* SET EXERCISE *
Extract the final stretch of the data: the line that contains "Mark every instance of the white subway" and every line after it, unaltered, and no other lines.

[Recorded data]

__________________________________________________

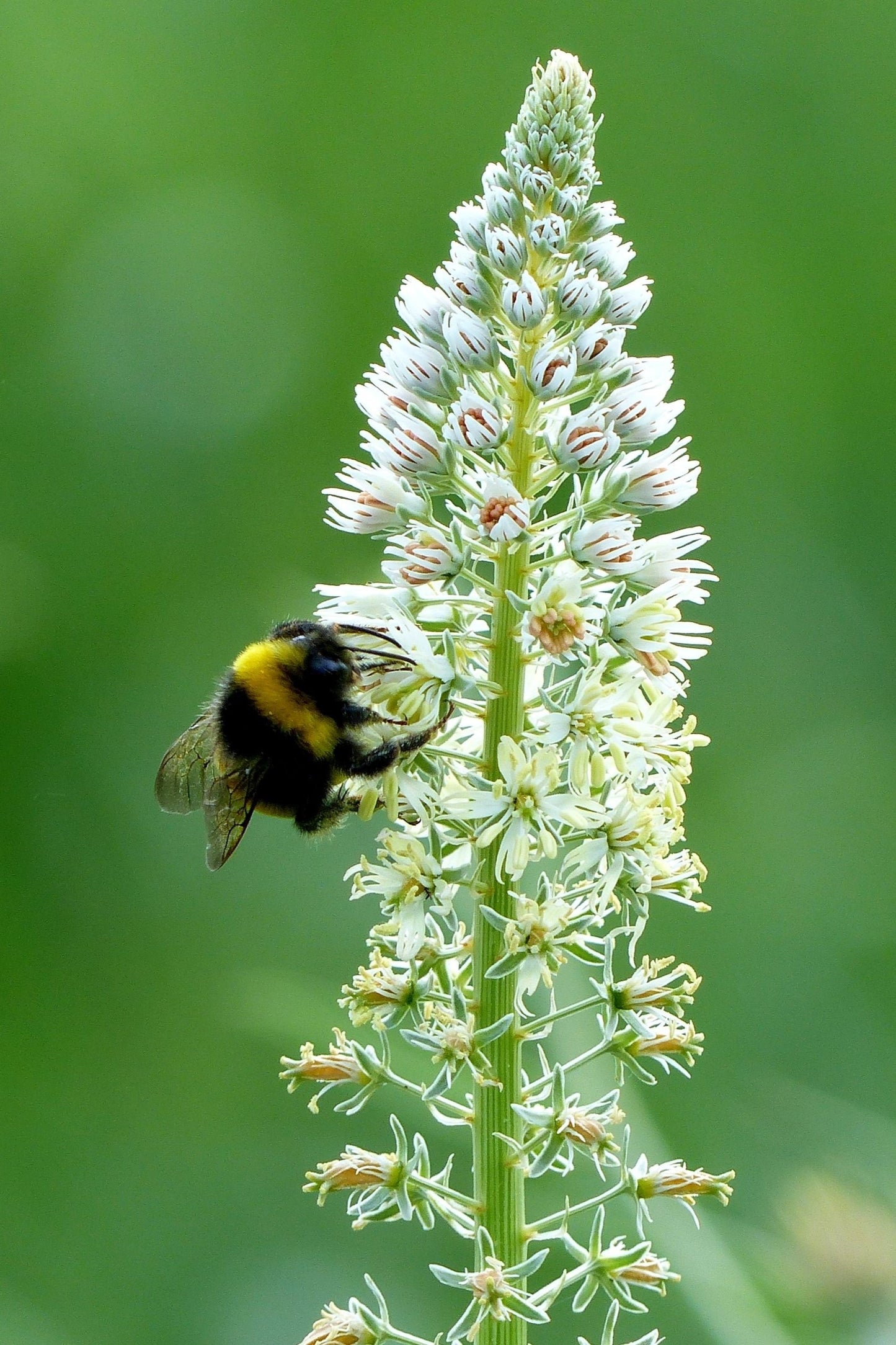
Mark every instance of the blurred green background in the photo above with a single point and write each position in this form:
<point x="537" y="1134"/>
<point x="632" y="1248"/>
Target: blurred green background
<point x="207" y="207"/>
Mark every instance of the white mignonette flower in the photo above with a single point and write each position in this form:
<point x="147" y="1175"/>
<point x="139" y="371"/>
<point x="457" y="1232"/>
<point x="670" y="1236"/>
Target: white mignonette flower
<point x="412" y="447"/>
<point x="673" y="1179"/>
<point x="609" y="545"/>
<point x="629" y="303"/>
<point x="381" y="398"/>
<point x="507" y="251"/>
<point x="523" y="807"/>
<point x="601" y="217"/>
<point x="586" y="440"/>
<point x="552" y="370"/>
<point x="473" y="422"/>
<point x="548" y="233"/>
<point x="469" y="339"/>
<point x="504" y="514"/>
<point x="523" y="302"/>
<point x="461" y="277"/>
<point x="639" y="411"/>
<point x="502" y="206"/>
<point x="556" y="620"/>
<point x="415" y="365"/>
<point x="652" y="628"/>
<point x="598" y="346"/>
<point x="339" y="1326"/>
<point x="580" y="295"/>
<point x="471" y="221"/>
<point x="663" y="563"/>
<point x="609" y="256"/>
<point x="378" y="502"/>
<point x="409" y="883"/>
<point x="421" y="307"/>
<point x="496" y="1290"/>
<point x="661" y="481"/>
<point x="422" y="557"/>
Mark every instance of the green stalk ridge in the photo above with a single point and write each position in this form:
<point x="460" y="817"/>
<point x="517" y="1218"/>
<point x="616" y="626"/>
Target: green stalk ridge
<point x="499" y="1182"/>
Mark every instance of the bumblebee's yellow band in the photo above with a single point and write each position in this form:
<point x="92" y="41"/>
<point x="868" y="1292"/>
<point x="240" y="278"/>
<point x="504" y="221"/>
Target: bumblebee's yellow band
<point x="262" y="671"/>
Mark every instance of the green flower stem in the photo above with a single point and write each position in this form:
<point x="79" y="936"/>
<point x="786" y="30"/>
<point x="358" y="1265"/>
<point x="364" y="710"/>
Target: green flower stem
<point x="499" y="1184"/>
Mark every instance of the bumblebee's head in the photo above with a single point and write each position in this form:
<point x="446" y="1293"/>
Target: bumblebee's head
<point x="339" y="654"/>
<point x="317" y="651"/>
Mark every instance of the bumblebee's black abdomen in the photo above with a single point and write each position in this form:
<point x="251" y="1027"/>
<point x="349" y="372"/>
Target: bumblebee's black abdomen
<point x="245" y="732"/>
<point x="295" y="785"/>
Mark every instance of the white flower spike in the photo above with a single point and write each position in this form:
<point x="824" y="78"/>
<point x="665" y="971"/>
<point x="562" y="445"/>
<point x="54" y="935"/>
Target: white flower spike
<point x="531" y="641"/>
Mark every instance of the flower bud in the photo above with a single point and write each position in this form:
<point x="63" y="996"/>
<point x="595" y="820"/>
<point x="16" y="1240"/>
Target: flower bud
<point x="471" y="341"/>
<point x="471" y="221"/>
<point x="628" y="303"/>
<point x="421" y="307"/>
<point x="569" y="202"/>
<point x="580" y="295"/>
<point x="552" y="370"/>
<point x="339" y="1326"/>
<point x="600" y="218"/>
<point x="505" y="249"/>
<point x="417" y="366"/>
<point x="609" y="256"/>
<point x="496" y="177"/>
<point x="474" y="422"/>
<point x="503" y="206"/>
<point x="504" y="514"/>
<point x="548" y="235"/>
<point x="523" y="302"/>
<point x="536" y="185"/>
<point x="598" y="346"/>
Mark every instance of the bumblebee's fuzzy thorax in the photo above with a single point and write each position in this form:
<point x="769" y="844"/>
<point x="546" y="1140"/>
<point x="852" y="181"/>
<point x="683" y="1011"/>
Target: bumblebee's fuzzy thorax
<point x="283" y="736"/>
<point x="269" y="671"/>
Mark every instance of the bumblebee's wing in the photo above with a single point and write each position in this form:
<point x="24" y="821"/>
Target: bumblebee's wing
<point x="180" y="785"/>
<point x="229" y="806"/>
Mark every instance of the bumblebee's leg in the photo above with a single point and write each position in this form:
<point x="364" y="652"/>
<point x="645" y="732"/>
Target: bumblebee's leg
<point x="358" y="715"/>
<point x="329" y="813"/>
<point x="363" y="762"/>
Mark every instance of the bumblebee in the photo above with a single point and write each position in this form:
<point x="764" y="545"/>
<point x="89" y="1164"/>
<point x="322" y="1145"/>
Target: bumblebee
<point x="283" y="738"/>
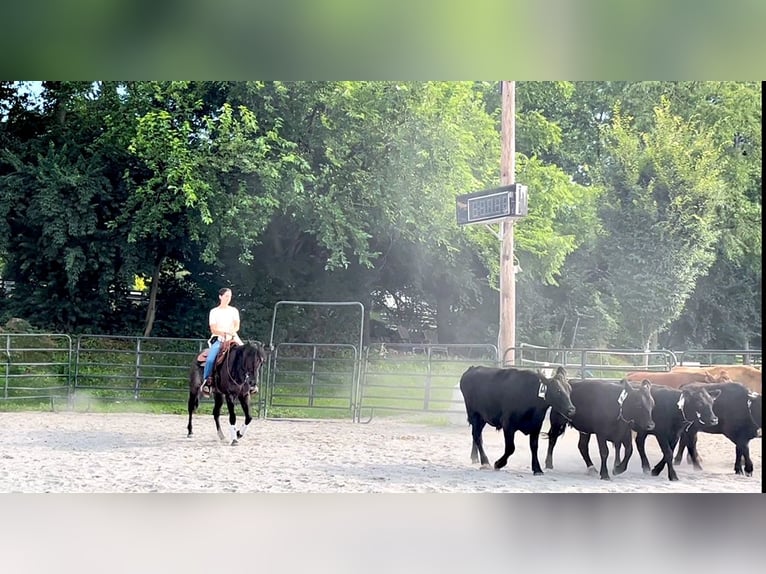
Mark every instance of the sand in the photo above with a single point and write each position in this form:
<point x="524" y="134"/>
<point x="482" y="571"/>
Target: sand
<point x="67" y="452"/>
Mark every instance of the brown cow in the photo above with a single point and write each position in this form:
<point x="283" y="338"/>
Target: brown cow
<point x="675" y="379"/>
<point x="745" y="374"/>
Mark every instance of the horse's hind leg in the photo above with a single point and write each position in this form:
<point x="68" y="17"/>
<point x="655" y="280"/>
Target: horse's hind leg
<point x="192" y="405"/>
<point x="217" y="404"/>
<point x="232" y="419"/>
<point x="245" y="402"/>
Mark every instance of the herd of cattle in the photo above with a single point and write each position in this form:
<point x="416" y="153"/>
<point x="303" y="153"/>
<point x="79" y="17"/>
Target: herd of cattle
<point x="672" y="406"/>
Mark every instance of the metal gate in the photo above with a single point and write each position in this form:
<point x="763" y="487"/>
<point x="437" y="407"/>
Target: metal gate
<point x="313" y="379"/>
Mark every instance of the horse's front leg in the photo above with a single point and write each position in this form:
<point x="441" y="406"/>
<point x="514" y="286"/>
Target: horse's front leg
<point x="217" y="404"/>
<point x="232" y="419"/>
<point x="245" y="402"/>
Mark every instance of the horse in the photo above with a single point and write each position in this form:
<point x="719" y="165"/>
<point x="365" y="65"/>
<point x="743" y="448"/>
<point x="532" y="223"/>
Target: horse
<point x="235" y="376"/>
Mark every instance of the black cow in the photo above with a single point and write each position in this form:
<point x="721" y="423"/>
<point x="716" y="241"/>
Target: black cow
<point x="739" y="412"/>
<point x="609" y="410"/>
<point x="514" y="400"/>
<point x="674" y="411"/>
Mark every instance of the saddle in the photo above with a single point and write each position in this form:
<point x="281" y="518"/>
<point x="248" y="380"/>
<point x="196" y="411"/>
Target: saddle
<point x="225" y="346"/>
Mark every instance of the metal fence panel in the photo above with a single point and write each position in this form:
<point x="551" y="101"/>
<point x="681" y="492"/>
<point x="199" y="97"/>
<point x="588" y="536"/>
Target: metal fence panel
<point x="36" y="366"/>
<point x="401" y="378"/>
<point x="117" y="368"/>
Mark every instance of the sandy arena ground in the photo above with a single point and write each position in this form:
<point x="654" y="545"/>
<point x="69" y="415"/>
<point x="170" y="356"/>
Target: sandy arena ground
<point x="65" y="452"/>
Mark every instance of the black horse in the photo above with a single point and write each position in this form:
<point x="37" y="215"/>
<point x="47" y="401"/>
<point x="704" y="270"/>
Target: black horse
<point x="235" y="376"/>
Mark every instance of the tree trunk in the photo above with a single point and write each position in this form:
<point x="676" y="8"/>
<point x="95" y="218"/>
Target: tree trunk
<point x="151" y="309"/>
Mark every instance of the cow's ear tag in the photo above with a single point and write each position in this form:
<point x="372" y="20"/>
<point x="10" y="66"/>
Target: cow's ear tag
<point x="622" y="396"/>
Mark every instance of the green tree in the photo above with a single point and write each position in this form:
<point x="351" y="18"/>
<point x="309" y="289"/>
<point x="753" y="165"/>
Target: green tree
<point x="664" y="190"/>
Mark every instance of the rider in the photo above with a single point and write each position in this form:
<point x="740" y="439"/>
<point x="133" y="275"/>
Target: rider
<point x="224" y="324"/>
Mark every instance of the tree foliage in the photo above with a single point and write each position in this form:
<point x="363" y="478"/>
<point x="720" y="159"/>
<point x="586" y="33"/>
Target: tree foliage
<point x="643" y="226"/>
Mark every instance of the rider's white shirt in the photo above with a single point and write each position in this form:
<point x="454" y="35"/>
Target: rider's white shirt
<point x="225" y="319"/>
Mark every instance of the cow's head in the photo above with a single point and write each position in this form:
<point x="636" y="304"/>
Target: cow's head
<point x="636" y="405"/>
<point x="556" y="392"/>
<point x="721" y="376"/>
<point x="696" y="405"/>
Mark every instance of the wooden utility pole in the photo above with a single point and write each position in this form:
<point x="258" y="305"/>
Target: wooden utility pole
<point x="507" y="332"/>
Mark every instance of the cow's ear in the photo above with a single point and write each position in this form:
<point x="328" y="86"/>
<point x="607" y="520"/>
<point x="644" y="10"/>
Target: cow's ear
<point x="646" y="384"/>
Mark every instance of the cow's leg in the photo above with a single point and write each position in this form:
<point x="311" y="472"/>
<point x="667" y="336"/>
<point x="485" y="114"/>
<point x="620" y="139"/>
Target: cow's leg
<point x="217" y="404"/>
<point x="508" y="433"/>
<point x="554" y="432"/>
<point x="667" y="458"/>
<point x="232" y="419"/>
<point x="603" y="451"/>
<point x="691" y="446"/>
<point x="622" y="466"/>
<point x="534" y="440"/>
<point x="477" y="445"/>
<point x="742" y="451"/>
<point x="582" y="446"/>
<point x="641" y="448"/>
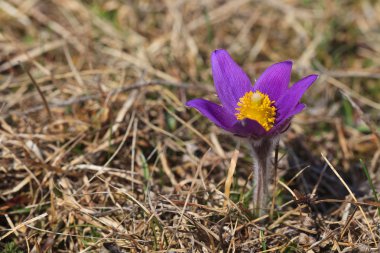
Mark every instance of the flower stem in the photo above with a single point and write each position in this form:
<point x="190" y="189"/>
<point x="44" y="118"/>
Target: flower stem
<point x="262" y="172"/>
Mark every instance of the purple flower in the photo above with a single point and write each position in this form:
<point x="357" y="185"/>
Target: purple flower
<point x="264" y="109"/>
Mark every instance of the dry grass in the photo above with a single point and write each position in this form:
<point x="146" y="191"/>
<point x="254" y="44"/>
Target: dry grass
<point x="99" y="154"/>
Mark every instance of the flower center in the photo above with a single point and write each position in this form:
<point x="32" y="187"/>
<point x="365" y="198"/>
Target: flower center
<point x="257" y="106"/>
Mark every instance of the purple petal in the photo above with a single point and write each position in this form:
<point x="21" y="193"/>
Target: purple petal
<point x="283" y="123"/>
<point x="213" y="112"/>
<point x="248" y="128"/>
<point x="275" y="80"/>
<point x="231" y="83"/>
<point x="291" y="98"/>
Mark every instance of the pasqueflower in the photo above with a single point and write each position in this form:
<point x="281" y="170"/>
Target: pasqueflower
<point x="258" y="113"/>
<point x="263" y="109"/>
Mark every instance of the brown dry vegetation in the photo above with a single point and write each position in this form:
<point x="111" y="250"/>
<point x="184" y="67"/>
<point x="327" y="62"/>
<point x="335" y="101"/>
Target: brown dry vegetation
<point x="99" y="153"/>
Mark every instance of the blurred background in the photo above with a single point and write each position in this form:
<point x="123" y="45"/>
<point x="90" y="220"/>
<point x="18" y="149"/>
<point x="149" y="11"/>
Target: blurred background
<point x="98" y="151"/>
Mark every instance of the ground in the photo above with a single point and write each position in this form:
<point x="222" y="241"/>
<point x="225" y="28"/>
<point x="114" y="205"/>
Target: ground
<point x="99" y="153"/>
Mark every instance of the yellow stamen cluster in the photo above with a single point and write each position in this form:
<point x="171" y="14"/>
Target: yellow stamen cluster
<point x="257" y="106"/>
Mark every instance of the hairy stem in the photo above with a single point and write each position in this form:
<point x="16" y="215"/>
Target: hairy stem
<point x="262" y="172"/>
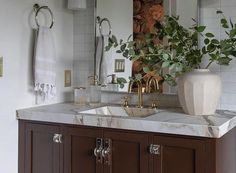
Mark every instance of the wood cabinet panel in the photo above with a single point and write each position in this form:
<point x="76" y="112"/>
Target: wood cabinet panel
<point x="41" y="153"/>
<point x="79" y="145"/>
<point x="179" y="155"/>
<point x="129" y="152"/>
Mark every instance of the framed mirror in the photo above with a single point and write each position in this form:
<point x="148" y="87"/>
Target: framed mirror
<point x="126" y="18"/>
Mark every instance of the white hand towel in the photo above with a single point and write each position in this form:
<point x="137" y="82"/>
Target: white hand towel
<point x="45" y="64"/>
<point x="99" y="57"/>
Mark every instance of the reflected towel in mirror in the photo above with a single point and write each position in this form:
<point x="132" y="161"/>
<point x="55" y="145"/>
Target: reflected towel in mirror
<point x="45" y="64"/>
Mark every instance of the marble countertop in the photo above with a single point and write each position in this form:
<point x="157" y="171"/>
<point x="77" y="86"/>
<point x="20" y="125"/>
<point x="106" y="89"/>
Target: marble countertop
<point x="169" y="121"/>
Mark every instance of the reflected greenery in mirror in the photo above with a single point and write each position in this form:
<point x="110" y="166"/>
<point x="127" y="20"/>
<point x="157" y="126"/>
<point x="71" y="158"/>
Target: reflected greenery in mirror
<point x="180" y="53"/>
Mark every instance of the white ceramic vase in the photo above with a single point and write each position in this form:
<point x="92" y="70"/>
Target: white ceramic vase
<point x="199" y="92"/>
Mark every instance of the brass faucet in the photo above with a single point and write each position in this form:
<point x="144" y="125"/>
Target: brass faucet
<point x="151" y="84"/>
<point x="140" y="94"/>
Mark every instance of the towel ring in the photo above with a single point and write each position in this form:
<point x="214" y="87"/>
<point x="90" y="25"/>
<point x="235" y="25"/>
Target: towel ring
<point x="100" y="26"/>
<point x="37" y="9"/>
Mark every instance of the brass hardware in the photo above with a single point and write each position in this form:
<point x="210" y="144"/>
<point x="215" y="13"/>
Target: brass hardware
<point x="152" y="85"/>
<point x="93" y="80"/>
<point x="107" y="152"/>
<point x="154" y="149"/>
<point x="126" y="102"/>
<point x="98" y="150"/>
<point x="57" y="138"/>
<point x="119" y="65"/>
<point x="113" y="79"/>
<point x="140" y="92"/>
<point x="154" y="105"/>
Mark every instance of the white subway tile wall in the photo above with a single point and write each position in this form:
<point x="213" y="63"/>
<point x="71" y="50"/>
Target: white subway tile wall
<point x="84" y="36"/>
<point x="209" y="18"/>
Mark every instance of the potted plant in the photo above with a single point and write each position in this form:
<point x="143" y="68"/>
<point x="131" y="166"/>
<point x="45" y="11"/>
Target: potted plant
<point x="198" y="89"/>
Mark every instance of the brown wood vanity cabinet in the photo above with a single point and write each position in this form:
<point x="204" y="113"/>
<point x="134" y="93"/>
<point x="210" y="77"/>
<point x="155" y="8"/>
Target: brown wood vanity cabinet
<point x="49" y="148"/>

__________________________________________________

* PROBLEM SOLUTION *
Mark every instance of the white subway tile wall in the photo above with a single point and write each position in this form:
<point x="213" y="63"/>
<point x="71" y="50"/>
Target: white subway tile wall
<point x="84" y="36"/>
<point x="209" y="18"/>
Mark every instance of the potted plant in the photo above with a single point and write each position in this form:
<point x="143" y="68"/>
<point x="131" y="166"/>
<point x="45" y="11"/>
Target: potted plant
<point x="198" y="89"/>
Mark every instance of the brown wood vanity cabinet in the photo above with a single point and write each position in this form:
<point x="204" y="113"/>
<point x="134" y="93"/>
<point x="210" y="77"/>
<point x="155" y="8"/>
Target: brown wood vanity cabinet
<point x="49" y="148"/>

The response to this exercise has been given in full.